*** Entries provided
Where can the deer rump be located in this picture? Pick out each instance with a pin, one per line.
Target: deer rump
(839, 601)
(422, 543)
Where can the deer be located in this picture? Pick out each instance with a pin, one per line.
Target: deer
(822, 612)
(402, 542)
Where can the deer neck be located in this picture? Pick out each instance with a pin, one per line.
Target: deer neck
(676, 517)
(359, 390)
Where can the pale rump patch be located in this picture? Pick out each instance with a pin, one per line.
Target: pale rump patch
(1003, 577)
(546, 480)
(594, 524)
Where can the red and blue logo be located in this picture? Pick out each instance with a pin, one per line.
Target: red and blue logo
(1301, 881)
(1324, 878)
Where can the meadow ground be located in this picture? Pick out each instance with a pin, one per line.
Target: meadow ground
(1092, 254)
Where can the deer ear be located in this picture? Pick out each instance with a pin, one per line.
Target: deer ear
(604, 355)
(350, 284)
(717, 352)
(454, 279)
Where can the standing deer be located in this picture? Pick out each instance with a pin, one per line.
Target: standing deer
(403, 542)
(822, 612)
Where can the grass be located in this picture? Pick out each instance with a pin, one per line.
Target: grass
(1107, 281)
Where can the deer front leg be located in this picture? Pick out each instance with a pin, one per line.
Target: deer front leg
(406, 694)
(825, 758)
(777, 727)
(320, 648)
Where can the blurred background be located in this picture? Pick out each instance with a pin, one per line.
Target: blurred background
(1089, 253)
******
— Short problem —
Write all of the records out again exactly.

— Answer in full —
Where can the deer rump be located in this picture? Pick out each instance with a pin, one per line.
Target: deer rump
(839, 601)
(422, 543)
Where can the deer be located in this picture? Pick out each instance with a pin, one per line.
Target: deer
(822, 612)
(402, 542)
Where can the deer neck be located in this picture? Pick out each instance with a pin, one per line.
Target: deer neck
(676, 517)
(359, 390)
Where can the pale rump patch be located in this picture? Pick out each instance with a pin, one per line.
Target: pale rump patch
(1003, 577)
(546, 480)
(594, 524)
Where can the red and blue logo be located in this picture? Pick out each instance with a pin, one per line.
Target: red and blue logo
(1301, 881)
(1324, 878)
Where can the meadow ground be located in this picture? Pick out each instance with a pin, one per line.
Target: meadow ground
(1092, 254)
Where can the deer ear be located in this picture? Pick out each instance with a pin, one per line.
Target: deer ear
(604, 355)
(350, 284)
(717, 352)
(454, 279)
Where can the standing deer be located in this picture? Pick out each instance with a pin, one per line.
Target: standing deer
(403, 542)
(822, 612)
Where can the grass be located in this picture? Pick out each instance with a pin, one per line.
Target: grass
(1107, 281)
Where can the deer front leg be located in this picture? Pick out each instance with a pin, one per line.
Target: deer front leg
(406, 694)
(825, 758)
(777, 727)
(320, 648)
Where can the blurred background be located in this picture? Pick out each instance with a pin, one per line.
Target: blurred background
(1089, 253)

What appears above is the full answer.